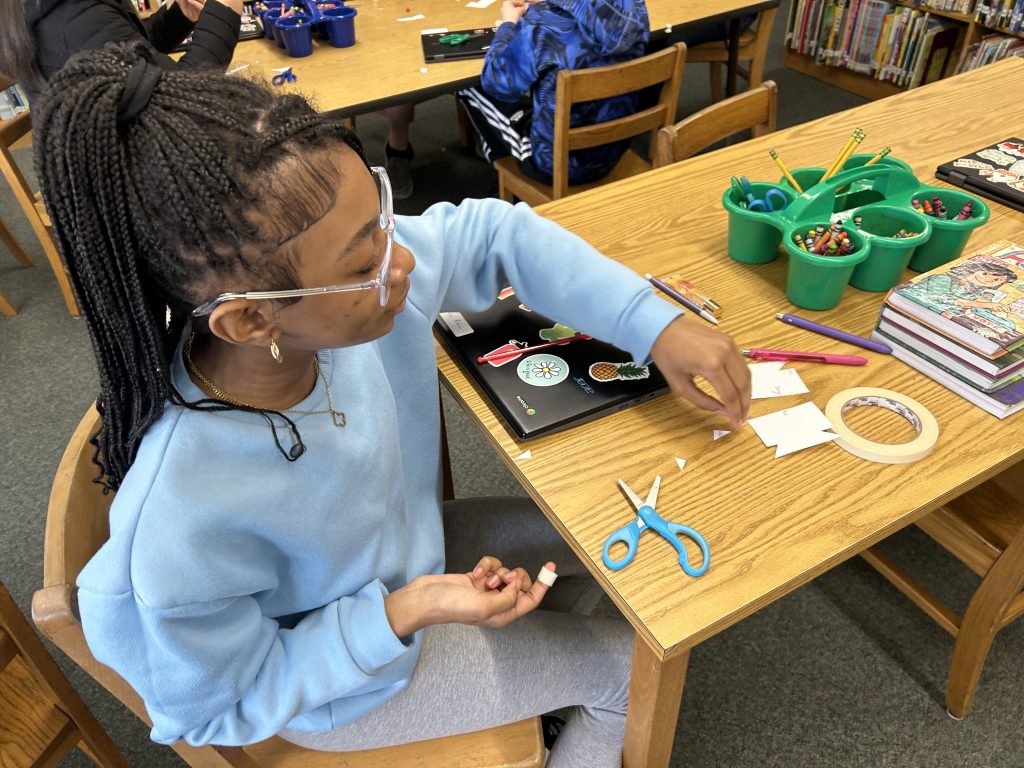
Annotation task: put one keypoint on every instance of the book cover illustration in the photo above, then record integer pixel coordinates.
(1000, 164)
(984, 293)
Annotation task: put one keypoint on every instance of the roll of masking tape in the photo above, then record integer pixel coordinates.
(883, 453)
(547, 577)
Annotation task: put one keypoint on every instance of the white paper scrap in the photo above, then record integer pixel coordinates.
(794, 428)
(771, 380)
(456, 324)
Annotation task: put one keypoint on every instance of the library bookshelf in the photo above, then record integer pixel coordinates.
(967, 30)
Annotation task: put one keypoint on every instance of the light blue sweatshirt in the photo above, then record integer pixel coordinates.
(240, 593)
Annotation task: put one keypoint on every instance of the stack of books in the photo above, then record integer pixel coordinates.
(963, 326)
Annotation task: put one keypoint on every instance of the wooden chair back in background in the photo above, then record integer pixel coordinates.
(10, 131)
(42, 718)
(753, 110)
(664, 68)
(984, 529)
(753, 48)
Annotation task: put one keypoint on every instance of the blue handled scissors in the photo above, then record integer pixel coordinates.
(772, 201)
(284, 76)
(648, 518)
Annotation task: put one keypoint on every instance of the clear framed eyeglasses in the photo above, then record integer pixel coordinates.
(382, 282)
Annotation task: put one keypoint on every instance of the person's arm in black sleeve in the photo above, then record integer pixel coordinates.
(214, 38)
(167, 28)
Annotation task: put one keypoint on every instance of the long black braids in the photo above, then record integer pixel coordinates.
(166, 188)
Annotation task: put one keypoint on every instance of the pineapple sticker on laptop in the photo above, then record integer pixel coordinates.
(613, 371)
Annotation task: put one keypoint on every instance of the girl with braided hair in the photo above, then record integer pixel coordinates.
(280, 561)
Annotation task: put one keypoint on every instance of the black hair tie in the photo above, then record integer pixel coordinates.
(139, 85)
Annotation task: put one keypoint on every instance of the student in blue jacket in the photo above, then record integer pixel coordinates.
(537, 39)
(280, 561)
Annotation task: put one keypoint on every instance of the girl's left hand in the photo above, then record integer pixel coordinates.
(190, 8)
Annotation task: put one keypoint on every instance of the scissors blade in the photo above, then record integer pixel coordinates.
(629, 493)
(652, 494)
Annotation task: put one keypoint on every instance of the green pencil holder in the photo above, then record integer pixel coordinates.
(878, 260)
(948, 236)
(889, 257)
(754, 237)
(815, 282)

■ Task requirements
Could you copy every line of the records above word for word, leaving out the pictures?

■ Solution
Annotation task: put one keypoint on every instance of the book cover illustration in the photo above, then record integer pixel coordinates.
(1000, 164)
(984, 293)
Annotation task: put one keypoint on every instance of the roll of masking tape in the photo above, then record integer pixel coordinates.
(883, 453)
(547, 577)
Annotation task: put one keypoint on every instance of the white paper scrap in the photo above, then record integer pixel coordinates.
(794, 428)
(771, 380)
(456, 324)
Annotation task: put one keypoint on every instance of the library bookshelf in the photo above, then record integer pixel coordinates.
(967, 30)
Annotation task: put one keypoint on every instance of the light blue sweatshirt in the photo above, then record integer pixel coordinates.
(240, 593)
Annotation task: put one keypoint on every instance of the stack of books in the photo above, then record integer pixel coordinates.
(963, 326)
Annotation task: put one keypoint on every instance of the wooden chair back in background in the photo above, then record integer pixel coordinates.
(10, 131)
(42, 718)
(753, 110)
(664, 68)
(984, 529)
(753, 48)
Annotation task: put one keypoint on every instance of the blue handled scissors in the photo above, then record integer pixel coordinates.
(772, 201)
(284, 76)
(648, 518)
Annotation task: put one keypoint on every instance of the clear framed eyeglasses in the photo above, then record integer pixel coordinates.
(382, 282)
Annotation task: put one keypoint on every instance of the person's arm in black sleeve in the photo above, then record integer pixel coordinates.
(214, 38)
(167, 28)
Annotation task: put one keypoint on every instance of the long black braids in the photo above, then record integer pixel coordinates.
(166, 188)
Annotation task: put one keypoint on every instance of the pineapple sticker on laptop in the photo above, then record integer pixel coordinates.
(613, 371)
Annotation task: put one keypoint on every instance of the girl with braided hair in the photo above, then record integer pixel coordinates.
(280, 561)
Annotation task: put one keypoint on every instance of the black hair tie in the photo above, then record integer pixel coordinates.
(139, 85)
Annotation task: put one keypoint on every instance of the student in blue jacket in the photo above, then record integer pixel coordinates.
(537, 39)
(280, 561)
Annotation task: put one keypoint on every instance of the girl's left hand in the photo above, then record integer pixel coordinates.
(190, 8)
Annotation task: put one keypoint on every instance of the scissors blade in the photo above, then record integer pixel coordinates.
(629, 493)
(652, 494)
Annotation task: put one keypoint on every instance of the green pencil holder in the photo above, then record integer pixel coordinates.
(878, 260)
(948, 236)
(889, 257)
(754, 237)
(815, 282)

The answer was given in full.